- **Document extract**:
* * * * * * * * *

Blue Like Jazz and the Evolving Ethos of Ethan Hawke


[Ethan Hawke] belies the first impressions from his earliest roles and has mostly eclipsed the image Miller is frustrated with. 

In 2023 I finally read Blue Like Jazz by Donald Miller, twenty years after it was originally published. It felt like his version of a Jack Kerouac stream-of-consciousness memoir, albeit framed through the lens of “nonreligious thoughts on Christian spirituality.” As such, it provides a snapshot of a very specific period in Christian culture, introducing characters like Mark Driscoll and Joshua Harris while highlighting Ravi Zacharias’s writings. We view each of these men quite differently with the passage of time.

However, I’m particularly interested in one excerpt from Miller’s book. He talks about how his friend likes the actor and writer Ethan Hawke. It comes out that she likes him because he’s cool. Miller says:

I was in a cranky mood so I asked her if she knew what he believed…Believes about what? She asked. Believes about anything, I said. Well, she told me as she sat back in her chair, I don’t know. I don’t know what he believes. Do you think he’s cool? I asked her. Of course, he is cool, she said. And that is the thing that is so frustrating to me. I don’t know if we really like pop culture icons, follow them, buy into them because we resonate with what they believe or whether we buy into them because we think they are cool.

I wholeheartedly agree with Miller’s premise that our culture makes idols out of certain people based on their perceived image (and coolness). There’s something superficial about it even as right beliefs do not necessarily preclude other shortcomings. That’s no doubt fodder for a whole other essay on celebrity.

And while I resonate with what the author is saying, I would contend that Ethan Hawke’s career over the last twenty years has proved him to be one of the most fascinating actors in the industry. He belies the first impressions from his earliest roles and has mostly eclipsed the image Miller is frustrated with. If we do a close reading of his more recent creative choices and some of his selected interviews, we can begin to hone in on something more substantive.

* * * * * * * * *

- **Supplied entries**:
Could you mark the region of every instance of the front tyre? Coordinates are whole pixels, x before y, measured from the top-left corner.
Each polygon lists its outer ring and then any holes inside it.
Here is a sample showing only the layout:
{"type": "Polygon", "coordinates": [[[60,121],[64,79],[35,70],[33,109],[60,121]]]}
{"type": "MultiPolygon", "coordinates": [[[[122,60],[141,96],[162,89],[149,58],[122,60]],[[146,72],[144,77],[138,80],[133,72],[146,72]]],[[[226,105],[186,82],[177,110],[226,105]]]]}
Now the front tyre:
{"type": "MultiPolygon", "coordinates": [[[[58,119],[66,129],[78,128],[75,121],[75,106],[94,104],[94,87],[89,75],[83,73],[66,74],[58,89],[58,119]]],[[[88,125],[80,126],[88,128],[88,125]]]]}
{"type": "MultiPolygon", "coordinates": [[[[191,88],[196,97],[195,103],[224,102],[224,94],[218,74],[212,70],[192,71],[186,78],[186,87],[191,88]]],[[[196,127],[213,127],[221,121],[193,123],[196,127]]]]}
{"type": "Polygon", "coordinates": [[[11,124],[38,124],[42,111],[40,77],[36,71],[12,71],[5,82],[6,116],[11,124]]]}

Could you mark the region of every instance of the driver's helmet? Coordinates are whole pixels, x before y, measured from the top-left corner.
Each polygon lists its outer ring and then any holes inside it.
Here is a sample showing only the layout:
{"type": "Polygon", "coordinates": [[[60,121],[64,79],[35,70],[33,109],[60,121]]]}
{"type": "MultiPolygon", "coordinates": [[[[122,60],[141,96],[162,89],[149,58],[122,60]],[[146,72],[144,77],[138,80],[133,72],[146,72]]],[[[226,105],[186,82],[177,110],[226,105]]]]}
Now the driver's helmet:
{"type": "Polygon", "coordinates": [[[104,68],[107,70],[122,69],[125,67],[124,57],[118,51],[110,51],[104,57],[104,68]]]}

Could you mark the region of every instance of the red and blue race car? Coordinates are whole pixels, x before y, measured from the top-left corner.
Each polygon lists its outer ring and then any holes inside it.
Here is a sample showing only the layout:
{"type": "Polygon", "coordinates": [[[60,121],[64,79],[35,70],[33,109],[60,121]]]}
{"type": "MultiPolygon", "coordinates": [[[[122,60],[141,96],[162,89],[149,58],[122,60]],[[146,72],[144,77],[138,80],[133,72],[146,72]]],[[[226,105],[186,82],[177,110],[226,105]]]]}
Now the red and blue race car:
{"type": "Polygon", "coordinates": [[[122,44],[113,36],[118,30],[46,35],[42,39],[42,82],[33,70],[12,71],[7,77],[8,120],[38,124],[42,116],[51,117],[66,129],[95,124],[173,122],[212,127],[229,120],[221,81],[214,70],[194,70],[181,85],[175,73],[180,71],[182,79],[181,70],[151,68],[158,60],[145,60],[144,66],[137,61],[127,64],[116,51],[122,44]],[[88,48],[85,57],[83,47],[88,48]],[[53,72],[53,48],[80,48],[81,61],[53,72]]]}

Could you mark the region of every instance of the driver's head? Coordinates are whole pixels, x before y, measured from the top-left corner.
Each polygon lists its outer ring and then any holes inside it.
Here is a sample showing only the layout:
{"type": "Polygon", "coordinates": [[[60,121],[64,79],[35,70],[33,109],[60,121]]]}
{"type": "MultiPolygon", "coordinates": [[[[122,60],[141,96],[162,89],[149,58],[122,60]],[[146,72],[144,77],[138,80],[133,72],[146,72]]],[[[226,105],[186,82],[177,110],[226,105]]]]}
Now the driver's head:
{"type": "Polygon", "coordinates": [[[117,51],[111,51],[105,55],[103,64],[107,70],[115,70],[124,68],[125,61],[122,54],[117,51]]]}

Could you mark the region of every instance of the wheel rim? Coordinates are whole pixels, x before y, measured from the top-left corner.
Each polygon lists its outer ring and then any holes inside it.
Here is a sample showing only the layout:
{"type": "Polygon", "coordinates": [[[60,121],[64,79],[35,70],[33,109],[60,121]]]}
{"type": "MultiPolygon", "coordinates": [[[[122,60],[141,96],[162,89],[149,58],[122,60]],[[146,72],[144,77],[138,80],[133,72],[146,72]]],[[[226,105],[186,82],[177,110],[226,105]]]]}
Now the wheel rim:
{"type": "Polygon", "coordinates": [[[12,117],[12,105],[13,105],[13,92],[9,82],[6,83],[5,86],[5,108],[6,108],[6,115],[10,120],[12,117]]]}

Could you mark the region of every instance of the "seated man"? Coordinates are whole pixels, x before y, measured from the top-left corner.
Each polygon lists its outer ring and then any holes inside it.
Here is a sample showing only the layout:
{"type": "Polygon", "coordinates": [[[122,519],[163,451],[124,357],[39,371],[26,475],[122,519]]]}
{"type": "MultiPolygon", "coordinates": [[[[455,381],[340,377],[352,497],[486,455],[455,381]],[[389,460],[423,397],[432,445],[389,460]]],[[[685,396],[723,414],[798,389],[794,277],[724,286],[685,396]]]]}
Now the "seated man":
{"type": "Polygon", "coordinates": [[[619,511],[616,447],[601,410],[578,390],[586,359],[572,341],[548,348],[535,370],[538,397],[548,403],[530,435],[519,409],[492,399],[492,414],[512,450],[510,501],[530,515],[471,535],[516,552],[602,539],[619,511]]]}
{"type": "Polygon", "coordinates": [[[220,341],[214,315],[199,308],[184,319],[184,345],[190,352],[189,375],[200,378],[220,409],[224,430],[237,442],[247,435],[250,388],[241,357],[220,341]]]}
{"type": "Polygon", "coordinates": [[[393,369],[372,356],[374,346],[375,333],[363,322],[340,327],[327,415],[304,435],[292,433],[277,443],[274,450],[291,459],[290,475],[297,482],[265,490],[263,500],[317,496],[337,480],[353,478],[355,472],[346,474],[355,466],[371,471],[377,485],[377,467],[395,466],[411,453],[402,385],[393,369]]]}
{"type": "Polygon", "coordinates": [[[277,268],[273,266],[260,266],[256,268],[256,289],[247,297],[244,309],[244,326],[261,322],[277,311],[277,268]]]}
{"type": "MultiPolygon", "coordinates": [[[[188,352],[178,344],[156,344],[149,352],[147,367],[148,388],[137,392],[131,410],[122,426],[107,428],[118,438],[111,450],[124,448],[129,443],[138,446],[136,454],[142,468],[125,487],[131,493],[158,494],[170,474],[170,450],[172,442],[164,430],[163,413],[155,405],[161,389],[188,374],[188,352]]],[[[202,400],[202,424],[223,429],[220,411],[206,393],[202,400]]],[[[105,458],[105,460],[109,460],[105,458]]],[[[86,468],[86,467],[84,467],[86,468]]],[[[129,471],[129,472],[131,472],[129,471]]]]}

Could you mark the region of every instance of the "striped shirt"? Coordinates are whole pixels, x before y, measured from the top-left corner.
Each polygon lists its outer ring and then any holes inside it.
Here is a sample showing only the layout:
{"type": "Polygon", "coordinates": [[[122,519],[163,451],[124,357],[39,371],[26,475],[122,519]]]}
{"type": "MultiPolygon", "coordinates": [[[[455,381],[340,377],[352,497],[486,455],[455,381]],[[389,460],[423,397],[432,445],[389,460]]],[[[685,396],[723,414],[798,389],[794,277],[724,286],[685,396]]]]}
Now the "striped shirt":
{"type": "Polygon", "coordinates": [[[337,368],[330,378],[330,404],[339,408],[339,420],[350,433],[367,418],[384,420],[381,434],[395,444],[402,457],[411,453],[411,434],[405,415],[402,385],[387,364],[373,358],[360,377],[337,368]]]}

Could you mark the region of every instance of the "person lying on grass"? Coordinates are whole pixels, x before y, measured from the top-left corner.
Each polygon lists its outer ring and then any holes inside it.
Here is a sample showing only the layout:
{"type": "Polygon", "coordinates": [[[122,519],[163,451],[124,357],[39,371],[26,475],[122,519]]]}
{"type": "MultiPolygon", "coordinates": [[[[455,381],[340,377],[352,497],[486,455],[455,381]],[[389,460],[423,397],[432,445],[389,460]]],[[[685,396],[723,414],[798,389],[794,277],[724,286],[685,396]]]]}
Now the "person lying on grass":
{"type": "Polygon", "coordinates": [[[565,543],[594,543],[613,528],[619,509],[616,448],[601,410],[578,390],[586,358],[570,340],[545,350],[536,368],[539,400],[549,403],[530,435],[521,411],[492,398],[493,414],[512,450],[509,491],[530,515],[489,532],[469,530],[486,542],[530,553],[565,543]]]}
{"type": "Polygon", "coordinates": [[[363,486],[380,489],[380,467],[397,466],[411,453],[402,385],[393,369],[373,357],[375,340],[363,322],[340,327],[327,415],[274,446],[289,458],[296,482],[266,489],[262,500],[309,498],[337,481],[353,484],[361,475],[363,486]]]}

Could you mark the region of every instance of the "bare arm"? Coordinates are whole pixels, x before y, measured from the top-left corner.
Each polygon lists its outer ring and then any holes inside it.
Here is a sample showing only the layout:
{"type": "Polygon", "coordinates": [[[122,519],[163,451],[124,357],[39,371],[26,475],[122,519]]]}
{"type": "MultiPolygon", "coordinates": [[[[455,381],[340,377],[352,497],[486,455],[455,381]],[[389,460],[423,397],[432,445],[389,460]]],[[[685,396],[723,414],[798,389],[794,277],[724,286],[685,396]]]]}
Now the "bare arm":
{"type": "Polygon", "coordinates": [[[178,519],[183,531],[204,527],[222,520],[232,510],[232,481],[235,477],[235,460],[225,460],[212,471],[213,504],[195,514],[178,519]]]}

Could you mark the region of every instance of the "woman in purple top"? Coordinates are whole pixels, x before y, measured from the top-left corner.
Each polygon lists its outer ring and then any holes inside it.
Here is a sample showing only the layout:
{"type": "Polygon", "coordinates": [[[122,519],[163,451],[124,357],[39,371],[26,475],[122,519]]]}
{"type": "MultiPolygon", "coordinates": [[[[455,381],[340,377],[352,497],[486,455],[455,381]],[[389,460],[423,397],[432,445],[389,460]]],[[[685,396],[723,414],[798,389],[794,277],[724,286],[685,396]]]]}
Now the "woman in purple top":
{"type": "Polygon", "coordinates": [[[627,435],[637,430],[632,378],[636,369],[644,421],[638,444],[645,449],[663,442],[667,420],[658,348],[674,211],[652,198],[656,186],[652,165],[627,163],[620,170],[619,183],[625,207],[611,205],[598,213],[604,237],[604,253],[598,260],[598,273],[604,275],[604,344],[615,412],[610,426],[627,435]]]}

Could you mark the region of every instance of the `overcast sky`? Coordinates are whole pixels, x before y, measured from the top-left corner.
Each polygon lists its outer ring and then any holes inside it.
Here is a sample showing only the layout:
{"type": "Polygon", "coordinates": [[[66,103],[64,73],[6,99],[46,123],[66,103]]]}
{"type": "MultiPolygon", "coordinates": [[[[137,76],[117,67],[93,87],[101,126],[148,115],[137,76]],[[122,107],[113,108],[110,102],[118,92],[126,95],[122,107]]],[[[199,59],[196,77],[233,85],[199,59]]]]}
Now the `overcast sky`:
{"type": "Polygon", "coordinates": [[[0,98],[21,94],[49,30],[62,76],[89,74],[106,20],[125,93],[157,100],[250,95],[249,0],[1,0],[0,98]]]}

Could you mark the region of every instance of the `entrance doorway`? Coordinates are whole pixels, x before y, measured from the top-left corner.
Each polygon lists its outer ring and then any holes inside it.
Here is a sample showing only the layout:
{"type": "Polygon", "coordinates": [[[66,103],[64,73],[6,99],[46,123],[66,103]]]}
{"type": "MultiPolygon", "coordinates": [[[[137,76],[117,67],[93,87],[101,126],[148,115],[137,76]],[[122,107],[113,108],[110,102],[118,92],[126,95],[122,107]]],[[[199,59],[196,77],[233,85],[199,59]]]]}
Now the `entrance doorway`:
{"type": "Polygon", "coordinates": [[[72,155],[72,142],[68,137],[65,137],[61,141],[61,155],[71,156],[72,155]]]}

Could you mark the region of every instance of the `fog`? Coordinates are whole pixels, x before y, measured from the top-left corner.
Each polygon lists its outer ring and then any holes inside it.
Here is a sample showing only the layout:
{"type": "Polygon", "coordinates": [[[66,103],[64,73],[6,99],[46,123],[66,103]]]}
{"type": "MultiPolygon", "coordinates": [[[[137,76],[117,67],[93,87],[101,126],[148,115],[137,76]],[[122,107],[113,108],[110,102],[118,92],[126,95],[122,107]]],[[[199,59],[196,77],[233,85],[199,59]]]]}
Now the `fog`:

* * * * * * * * *

- **What to produce**:
Reproduce the part of the essay on Ethan Hawke from "I was in a cranky" up to and including "essay on celebrity.", word for word. These records have no connection to the essay on Ethan Hawke.

- **Response to the exercise**:
I was in a cranky mood so I asked her if she knew what he believed…Believes about what? She asked. Believes about anything, I said. Well, she told me as she sat back in her chair, I don’t know. I don’t know what he believes. Do you think he’s cool? I asked her. Of course, he is cool, she said. And that is the thing that is so frustrating to me. I don’t know if we really like pop culture icons, follow them, buy into them because we resonate with what they believe or whether we buy into them because we think they are cool.

I wholeheartedly agree with Miller’s premise that our culture makes idols out of certain people based on their perceived image (and coolness). There’s something superficial about it even as right beliefs do not necessarily preclude other shortcomings. That’s no doubt fodder for a whole other essay on celebrity.